Issue with 2888-0004-401 F.0 AGX Xavier modules

Hello,

We are currently facing a major production issue regarding AGX Xaviers, currently still running on BSP 32.7.2, with A/B redundant rootfs enabled.

First, less critical issue, is that since some time (how long is unknown, investigation is ongoing), the AGX Xavier we receive have the product number 2888-0004-401 instead of the usual 2888-0004-400.
This is causing an issue to OTA reflash the rootfs as the ota_board_specs.conf config file doesn’t allow for the 401 FAB. So currently all newer machines cannot have their rootfs reflashed OTA (BSP 32.7.2 → BSP 32.7.2) for system upgrade until we generate new update artifacts.

We haven’t received nor seen any notification that the product number will change on newly shipped AGX Xavier modules.
We don’t now how many such modules are already installed in machines at client’s premises. Investigation is also ongoing.

Secondly a very critical issue is that the newest F.0 board revision of the 2888-0004-401 modules seem to be unable to run properly to a point where they are unable to run our software.
Board revision B.0 of 2888-0004-401 seems fine (beside the first issue).
They seem to have performance issues. One symptom is that SSD IO is limited to only 1 GB/s, 2 to 3 times less than usual on the same SSD. This is by itself not preventing our software to run, so is only a symptom of some other underlying issue. More investigation are ongoing to understand the issue more.

> [PROVIDED MATERIAL]
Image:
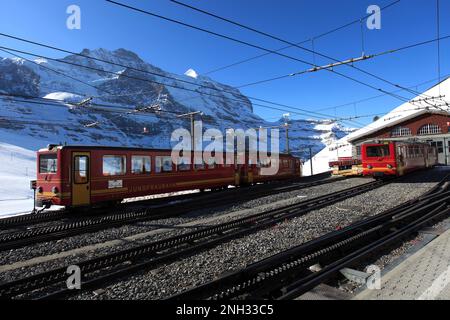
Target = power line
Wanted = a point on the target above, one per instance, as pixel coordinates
(305, 112)
(375, 97)
(366, 57)
(295, 45)
(439, 43)
(249, 44)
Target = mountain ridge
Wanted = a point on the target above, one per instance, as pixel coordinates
(222, 105)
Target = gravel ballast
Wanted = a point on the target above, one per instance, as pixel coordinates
(205, 266)
(169, 228)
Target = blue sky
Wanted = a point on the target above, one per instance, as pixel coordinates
(176, 49)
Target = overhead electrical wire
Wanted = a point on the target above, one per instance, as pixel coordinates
(293, 74)
(251, 45)
(311, 39)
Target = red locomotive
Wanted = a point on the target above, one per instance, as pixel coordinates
(396, 158)
(75, 176)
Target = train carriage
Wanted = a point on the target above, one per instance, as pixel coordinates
(396, 158)
(75, 176)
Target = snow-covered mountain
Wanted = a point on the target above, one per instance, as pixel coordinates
(120, 88)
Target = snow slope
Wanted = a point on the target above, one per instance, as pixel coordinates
(343, 147)
(27, 125)
(18, 167)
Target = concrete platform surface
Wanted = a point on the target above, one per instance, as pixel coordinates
(423, 276)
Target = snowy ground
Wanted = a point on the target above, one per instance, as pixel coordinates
(17, 168)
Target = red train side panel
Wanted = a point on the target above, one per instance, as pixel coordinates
(396, 158)
(83, 176)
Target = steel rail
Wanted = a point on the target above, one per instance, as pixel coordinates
(27, 219)
(153, 254)
(18, 239)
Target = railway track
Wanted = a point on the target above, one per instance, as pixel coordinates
(101, 270)
(18, 239)
(287, 275)
(28, 220)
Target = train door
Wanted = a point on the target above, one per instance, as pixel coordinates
(439, 145)
(81, 185)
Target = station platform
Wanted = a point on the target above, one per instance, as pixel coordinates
(425, 275)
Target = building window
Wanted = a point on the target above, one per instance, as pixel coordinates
(114, 165)
(401, 132)
(140, 164)
(429, 129)
(163, 164)
(439, 145)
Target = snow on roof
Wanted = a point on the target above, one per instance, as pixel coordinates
(409, 110)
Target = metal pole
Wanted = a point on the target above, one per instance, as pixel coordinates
(192, 133)
(287, 139)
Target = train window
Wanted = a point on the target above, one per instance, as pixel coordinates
(163, 164)
(81, 169)
(211, 163)
(114, 165)
(141, 164)
(378, 151)
(48, 163)
(199, 166)
(183, 165)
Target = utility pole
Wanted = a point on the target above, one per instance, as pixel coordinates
(286, 125)
(287, 137)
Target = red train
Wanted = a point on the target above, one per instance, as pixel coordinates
(396, 158)
(75, 176)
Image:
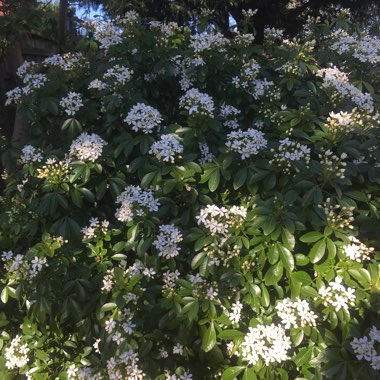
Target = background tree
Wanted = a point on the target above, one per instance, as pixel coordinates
(289, 15)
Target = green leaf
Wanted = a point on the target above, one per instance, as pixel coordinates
(108, 306)
(302, 277)
(317, 251)
(249, 374)
(240, 178)
(311, 237)
(232, 372)
(214, 180)
(274, 274)
(361, 275)
(197, 260)
(209, 338)
(230, 334)
(286, 258)
(4, 295)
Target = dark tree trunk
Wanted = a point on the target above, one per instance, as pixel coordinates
(62, 23)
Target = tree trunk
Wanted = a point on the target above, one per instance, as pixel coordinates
(62, 23)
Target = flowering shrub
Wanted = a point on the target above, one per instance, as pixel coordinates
(195, 207)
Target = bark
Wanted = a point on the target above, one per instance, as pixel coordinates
(62, 23)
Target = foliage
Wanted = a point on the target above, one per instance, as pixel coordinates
(191, 206)
(290, 15)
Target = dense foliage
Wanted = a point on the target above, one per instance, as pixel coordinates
(195, 207)
(288, 14)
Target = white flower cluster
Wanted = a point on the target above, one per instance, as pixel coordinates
(229, 113)
(26, 68)
(87, 147)
(248, 74)
(367, 348)
(208, 41)
(107, 281)
(234, 314)
(357, 251)
(196, 102)
(53, 172)
(246, 143)
(333, 165)
(13, 96)
(16, 354)
(143, 118)
(167, 149)
(37, 265)
(106, 33)
(335, 295)
(295, 313)
(97, 84)
(120, 74)
(260, 86)
(289, 152)
(339, 124)
(12, 263)
(206, 155)
(167, 241)
(244, 40)
(185, 376)
(272, 34)
(33, 82)
(124, 367)
(337, 215)
(95, 227)
(66, 61)
(218, 220)
(169, 285)
(365, 48)
(135, 202)
(266, 342)
(71, 103)
(30, 154)
(338, 80)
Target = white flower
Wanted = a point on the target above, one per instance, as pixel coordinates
(167, 148)
(72, 103)
(166, 241)
(206, 155)
(143, 118)
(198, 103)
(178, 349)
(235, 313)
(133, 202)
(30, 154)
(13, 96)
(268, 343)
(338, 80)
(367, 348)
(357, 250)
(37, 266)
(208, 41)
(295, 313)
(289, 152)
(335, 295)
(16, 354)
(218, 220)
(97, 85)
(106, 33)
(87, 147)
(71, 372)
(246, 143)
(120, 74)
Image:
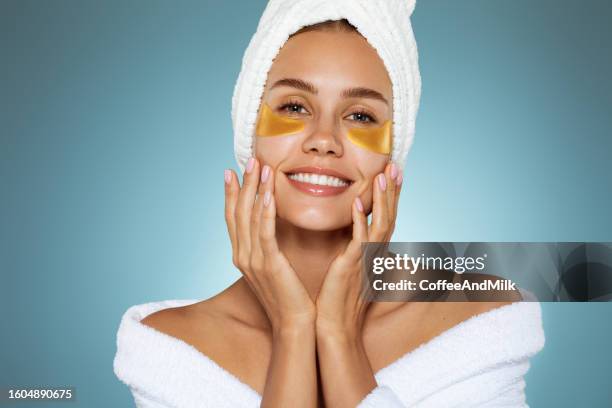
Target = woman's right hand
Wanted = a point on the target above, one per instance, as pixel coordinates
(250, 214)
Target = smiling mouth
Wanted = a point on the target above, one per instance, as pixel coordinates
(318, 182)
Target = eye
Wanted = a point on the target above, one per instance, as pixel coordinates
(293, 108)
(363, 117)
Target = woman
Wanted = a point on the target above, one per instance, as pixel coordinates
(294, 330)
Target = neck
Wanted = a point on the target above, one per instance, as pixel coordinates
(310, 252)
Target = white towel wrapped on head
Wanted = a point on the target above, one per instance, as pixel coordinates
(386, 26)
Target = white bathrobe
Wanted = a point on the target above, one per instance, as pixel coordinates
(478, 363)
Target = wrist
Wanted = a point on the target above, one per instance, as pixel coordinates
(338, 336)
(294, 329)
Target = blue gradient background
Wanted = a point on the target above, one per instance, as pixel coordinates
(115, 130)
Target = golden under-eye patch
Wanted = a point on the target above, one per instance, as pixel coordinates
(377, 140)
(271, 124)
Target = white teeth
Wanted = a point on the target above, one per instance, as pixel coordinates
(319, 179)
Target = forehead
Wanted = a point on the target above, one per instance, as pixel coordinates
(342, 58)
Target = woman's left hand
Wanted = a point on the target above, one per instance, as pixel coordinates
(340, 305)
(346, 373)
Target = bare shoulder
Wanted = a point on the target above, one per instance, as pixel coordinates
(191, 322)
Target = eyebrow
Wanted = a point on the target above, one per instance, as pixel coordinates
(358, 92)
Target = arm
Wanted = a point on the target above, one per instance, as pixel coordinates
(250, 214)
(346, 374)
(292, 372)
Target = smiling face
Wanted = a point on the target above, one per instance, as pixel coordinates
(331, 95)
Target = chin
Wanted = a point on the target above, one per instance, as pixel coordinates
(316, 219)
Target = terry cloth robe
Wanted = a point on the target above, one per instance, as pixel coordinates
(480, 362)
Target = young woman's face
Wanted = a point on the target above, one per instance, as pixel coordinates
(310, 80)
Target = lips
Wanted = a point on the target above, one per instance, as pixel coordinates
(318, 181)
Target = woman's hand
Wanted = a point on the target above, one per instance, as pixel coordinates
(346, 373)
(250, 214)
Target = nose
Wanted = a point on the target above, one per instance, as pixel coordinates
(324, 140)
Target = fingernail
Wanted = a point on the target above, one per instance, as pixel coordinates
(265, 173)
(382, 181)
(250, 164)
(359, 204)
(267, 196)
(393, 171)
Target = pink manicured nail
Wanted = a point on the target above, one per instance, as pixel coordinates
(267, 197)
(399, 179)
(393, 171)
(359, 204)
(265, 173)
(382, 181)
(250, 164)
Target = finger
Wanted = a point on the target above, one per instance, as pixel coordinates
(398, 189)
(231, 197)
(391, 176)
(380, 216)
(267, 229)
(360, 229)
(244, 206)
(258, 210)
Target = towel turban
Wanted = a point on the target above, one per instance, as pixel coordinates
(385, 24)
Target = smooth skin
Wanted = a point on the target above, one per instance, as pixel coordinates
(294, 327)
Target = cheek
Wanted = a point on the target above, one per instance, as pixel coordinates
(273, 150)
(369, 165)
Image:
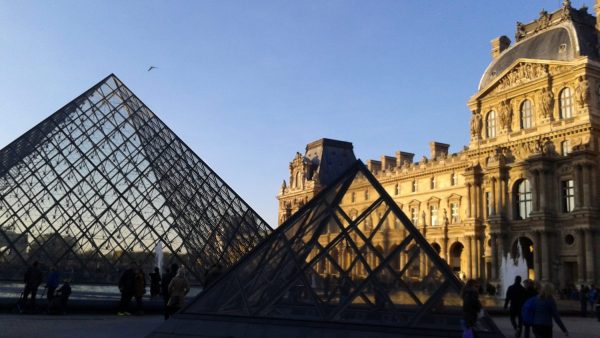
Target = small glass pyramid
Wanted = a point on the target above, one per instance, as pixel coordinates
(103, 183)
(321, 268)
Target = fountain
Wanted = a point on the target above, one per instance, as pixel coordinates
(512, 266)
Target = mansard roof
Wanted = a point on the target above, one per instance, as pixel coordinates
(564, 35)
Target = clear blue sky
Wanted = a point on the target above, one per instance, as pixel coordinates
(246, 84)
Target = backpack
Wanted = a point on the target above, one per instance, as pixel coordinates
(528, 311)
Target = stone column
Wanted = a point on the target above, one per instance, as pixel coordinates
(494, 196)
(494, 252)
(587, 185)
(546, 259)
(476, 257)
(578, 187)
(534, 181)
(581, 256)
(537, 256)
(589, 254)
(468, 268)
(469, 199)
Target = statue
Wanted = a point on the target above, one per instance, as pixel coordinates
(476, 125)
(547, 103)
(505, 114)
(582, 92)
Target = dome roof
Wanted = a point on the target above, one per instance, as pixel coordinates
(563, 42)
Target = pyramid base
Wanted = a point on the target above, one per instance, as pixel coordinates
(207, 326)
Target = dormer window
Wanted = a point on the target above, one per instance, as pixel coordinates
(490, 124)
(526, 115)
(566, 103)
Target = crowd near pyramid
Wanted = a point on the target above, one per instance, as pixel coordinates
(103, 183)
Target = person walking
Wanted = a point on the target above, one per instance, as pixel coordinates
(139, 289)
(155, 283)
(544, 311)
(515, 296)
(166, 280)
(583, 299)
(52, 283)
(127, 287)
(33, 278)
(471, 307)
(530, 292)
(178, 288)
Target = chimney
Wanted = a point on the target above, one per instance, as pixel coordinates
(402, 157)
(438, 149)
(388, 162)
(500, 44)
(374, 166)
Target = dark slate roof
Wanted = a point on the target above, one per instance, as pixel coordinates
(577, 40)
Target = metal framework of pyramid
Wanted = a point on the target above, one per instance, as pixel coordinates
(320, 274)
(104, 183)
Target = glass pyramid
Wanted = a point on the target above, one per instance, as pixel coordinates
(328, 266)
(103, 183)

> [AIM OF THE TASK]
According to the forum post about the AGX Xavier modules, what is the SSD IO limited to on the F.0 board revision?

> [THE COMPLETED TASK]
Only 1 GB/s, which is 2 to 3 times less than usual on the same SSD.